Show every line in the records below that contains the word "sled".

Labeled area outline entries:
--- start ---

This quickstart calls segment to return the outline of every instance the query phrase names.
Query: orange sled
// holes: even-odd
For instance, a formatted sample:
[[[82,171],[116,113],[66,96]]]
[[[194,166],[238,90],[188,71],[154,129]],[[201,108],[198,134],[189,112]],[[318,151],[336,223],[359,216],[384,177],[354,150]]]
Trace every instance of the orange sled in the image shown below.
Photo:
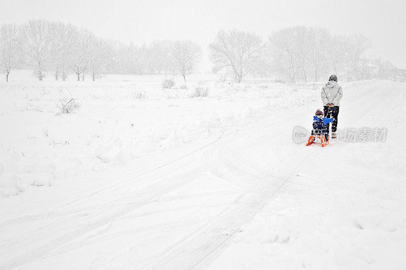
[[[320,139],[320,141],[321,142],[321,146],[322,147],[324,147],[327,144],[328,144],[328,141],[326,140],[325,136],[323,135],[311,135],[310,137],[309,137],[309,140],[308,140],[308,143],[306,143],[306,146],[309,146],[312,144],[314,141],[315,141],[315,139],[318,138]]]

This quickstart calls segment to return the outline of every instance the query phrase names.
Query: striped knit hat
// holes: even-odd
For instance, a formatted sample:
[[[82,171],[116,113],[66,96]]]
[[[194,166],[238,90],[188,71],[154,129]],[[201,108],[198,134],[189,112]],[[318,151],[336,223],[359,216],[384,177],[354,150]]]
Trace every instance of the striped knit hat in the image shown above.
[[[328,79],[328,81],[335,81],[335,82],[337,82],[337,76],[336,76],[335,74],[333,74],[330,76],[330,78]]]

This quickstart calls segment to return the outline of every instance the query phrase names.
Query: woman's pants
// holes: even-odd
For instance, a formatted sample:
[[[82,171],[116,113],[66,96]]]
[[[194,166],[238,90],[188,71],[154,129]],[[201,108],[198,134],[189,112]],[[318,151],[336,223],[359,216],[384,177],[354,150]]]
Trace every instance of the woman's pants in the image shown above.
[[[340,111],[340,106],[334,106],[329,107],[324,106],[324,117],[326,118],[333,118],[334,121],[331,123],[331,132],[335,132],[337,131],[337,123],[339,120],[339,111]],[[327,124],[328,130],[330,128],[330,123]]]

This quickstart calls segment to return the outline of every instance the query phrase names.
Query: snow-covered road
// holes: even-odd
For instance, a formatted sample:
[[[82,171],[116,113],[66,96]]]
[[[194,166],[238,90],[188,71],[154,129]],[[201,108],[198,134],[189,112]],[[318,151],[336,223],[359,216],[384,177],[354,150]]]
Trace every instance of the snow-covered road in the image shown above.
[[[0,268],[389,264],[388,253],[406,248],[406,86],[361,86],[344,89],[339,127],[385,127],[385,142],[295,144],[292,130],[310,129],[317,108],[302,106],[55,187],[42,201],[4,200],[15,215],[0,219]],[[366,249],[362,263],[342,254],[353,256],[339,245],[351,241]]]

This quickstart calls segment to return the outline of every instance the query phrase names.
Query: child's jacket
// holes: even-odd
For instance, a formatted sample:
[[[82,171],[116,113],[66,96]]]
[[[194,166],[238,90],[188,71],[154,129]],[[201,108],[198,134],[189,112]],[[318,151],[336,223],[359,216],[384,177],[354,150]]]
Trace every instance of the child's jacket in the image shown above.
[[[328,126],[327,124],[334,121],[332,118],[319,118],[317,116],[313,117],[313,130],[312,135],[328,135]]]

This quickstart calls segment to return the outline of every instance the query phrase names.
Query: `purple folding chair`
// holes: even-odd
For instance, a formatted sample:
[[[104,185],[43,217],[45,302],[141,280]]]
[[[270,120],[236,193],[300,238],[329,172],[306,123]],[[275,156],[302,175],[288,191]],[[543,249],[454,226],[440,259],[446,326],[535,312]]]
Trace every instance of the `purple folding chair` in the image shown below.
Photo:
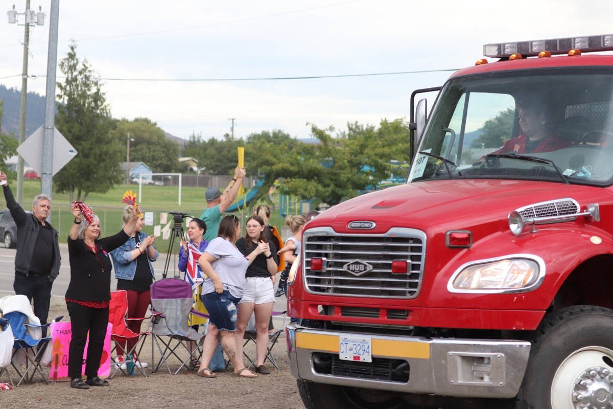
[[[151,286],[151,310],[154,313],[161,313],[153,320],[151,337],[151,362],[153,361],[153,344],[160,353],[160,359],[157,365],[152,369],[155,372],[162,365],[165,365],[169,373],[173,373],[168,364],[168,360],[174,356],[181,362],[181,365],[175,371],[177,373],[181,369],[188,367],[191,359],[199,359],[200,347],[204,341],[204,335],[199,334],[188,325],[188,316],[190,313],[200,316],[208,316],[192,308],[193,299],[191,285],[179,278],[163,278]],[[188,348],[187,342],[194,341],[197,347],[195,351]],[[164,345],[164,348],[162,348]],[[185,349],[189,354],[186,359],[181,359],[177,354],[177,349]]]

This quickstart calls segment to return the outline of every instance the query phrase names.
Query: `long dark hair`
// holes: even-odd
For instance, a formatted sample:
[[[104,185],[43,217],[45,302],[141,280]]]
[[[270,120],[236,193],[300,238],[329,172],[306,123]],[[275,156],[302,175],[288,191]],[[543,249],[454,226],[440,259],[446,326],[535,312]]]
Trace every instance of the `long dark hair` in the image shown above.
[[[248,219],[247,219],[247,221],[245,223],[245,225],[246,225],[246,224],[249,223],[249,220],[255,220],[256,221],[257,221],[260,224],[260,226],[264,227],[266,227],[266,225],[264,224],[264,221],[262,220],[262,218],[258,216],[257,215],[254,215],[253,216],[251,216]],[[251,240],[251,238],[249,237],[249,234],[247,233],[246,232],[247,228],[245,227],[245,241],[246,242],[247,248],[251,248],[251,244],[253,243],[253,242]],[[260,236],[257,238],[257,240],[256,240],[256,241],[257,241],[259,243],[262,240],[266,243],[268,243],[268,241],[266,240],[266,236],[264,235],[264,230],[262,230],[262,231],[260,232]]]
[[[234,233],[238,226],[240,226],[240,221],[234,215],[224,216],[219,222],[219,229],[217,232],[217,237],[234,242]]]
[[[200,228],[200,230],[204,231],[204,232],[202,232],[202,235],[204,235],[204,234],[207,232],[207,223],[204,223],[204,220],[203,220],[202,219],[199,219],[197,217],[194,217],[193,219],[189,221],[189,223],[191,223],[192,221],[198,225],[198,227]]]

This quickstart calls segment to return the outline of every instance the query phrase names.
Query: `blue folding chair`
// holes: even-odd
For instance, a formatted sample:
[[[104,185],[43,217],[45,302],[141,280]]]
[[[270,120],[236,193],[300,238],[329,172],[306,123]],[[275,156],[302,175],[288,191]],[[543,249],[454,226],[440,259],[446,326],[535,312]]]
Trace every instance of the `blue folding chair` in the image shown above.
[[[6,373],[9,378],[10,386],[14,387],[13,378],[10,377],[10,372],[9,372],[9,367],[10,365],[11,358],[13,350],[13,344],[15,342],[15,337],[13,336],[13,331],[10,329],[9,321],[6,318],[0,318],[0,379],[2,378],[2,373]]]
[[[26,322],[27,316],[23,313],[17,311],[7,313],[4,315],[4,318],[9,321],[13,331],[13,336],[15,337],[15,342],[13,344],[12,365],[17,372],[18,376],[20,377],[17,386],[18,386],[24,380],[27,383],[31,383],[37,372],[42,377],[43,380],[48,384],[49,380],[45,375],[44,370],[40,365],[40,358],[42,357],[47,343],[51,340],[51,337],[35,339],[28,333],[28,330],[30,328],[40,328],[41,329],[46,328],[51,323],[48,323],[45,325],[28,324]],[[63,316],[59,316],[54,321],[58,321],[63,318]],[[18,367],[18,365],[15,364],[15,356],[20,353],[20,351],[23,351],[26,359],[26,369],[23,370],[23,373],[20,370],[20,365]]]

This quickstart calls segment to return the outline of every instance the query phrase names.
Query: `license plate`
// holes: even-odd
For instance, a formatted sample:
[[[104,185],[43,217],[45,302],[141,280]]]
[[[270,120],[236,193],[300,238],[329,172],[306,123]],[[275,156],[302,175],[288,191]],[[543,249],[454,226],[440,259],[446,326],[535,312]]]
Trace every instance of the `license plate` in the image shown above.
[[[338,357],[345,361],[373,362],[370,338],[339,337]]]

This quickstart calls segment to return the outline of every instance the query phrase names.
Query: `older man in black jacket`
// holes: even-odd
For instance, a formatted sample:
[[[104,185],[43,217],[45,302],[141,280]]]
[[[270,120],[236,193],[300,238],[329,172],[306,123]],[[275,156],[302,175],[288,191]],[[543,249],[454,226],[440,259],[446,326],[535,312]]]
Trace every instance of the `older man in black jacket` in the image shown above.
[[[23,294],[34,300],[34,315],[41,324],[47,324],[53,280],[59,273],[59,245],[58,231],[47,221],[51,208],[48,196],[39,194],[32,202],[32,214],[23,211],[15,201],[6,181],[6,175],[0,172],[0,184],[3,185],[6,207],[17,225],[17,251],[15,256],[16,294]],[[43,336],[47,334],[43,330]]]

--- end ---

• _Right answer_:
Query: orange sled
Trace every instance of the orange sled in the image shown below.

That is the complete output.